● **INSTRUCTIONS TO FOLLOW**
Express the lines of the items from the one containing "Task: please point out the pigeon" through the one containing "<point>213,467</point>", inclusive, as a Markdown table with the columns Row and Line. Give each line its row number and leave out any blank lines.

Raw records
********

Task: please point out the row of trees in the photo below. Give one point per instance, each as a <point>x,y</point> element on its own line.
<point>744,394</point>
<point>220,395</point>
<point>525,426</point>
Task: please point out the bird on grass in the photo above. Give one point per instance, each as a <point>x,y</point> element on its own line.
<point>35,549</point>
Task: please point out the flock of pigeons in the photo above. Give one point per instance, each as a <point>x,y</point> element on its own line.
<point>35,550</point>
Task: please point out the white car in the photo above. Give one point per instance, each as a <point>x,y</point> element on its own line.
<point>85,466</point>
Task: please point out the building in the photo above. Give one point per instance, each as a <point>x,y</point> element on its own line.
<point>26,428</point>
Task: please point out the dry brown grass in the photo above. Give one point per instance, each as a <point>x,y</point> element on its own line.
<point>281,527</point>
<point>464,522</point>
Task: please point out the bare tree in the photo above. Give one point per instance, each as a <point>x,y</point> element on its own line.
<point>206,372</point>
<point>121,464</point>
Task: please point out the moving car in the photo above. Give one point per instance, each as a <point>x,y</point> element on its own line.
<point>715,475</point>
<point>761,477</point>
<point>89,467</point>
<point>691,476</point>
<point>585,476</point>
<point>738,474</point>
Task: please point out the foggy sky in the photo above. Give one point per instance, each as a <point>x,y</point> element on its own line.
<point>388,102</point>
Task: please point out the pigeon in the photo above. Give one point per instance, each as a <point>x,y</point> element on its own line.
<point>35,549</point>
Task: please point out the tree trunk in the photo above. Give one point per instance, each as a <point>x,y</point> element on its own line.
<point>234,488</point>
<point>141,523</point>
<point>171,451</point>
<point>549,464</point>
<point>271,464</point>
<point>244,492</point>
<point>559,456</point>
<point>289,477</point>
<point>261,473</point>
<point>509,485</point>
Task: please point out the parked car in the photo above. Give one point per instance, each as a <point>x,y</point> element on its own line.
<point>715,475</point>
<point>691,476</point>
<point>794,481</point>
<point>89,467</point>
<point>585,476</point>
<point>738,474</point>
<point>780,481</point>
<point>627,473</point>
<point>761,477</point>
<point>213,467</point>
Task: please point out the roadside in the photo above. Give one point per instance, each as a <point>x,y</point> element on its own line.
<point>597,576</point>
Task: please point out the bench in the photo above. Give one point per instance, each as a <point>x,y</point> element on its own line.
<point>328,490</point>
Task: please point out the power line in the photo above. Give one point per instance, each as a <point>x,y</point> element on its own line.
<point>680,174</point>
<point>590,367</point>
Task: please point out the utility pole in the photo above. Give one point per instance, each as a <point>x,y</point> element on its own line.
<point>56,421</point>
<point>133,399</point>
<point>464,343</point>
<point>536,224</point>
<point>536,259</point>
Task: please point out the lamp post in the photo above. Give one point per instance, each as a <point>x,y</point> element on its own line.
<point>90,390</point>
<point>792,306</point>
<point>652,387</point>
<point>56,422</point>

********

● **SOLUTION FOR THIS PROBLEM**
| Row | Line |
|---|---|
| 1 | Task: please point out the pigeon in the photo above. Give one point per instance, each as a <point>x,y</point> element on its own line. |
| 2 | <point>35,549</point> |
| 3 | Task: please point out the tree trunk in the photo above. Give one point per instance, each as a <point>x,y</point> element on its own line. |
| 4 | <point>234,488</point> |
| 5 | <point>141,523</point> |
| 6 | <point>171,451</point> |
| 7 | <point>549,464</point> |
| 8 | <point>271,464</point> |
| 9 | <point>244,492</point> |
| 10 | <point>559,456</point> |
| 11 | <point>289,477</point> |
| 12 | <point>261,473</point> |
| 13 | <point>509,485</point> |
| 14 | Task: please point out the parked car in the photo above. Give one point per instance, each as a <point>x,y</point> element on its own line. |
| 15 | <point>715,475</point> |
| 16 | <point>691,476</point> |
| 17 | <point>794,481</point> |
| 18 | <point>89,467</point> |
| 19 | <point>585,476</point> |
| 20 | <point>738,474</point> |
| 21 | <point>780,481</point> |
| 22 | <point>627,473</point> |
| 23 | <point>761,477</point> |
| 24 | <point>213,467</point> |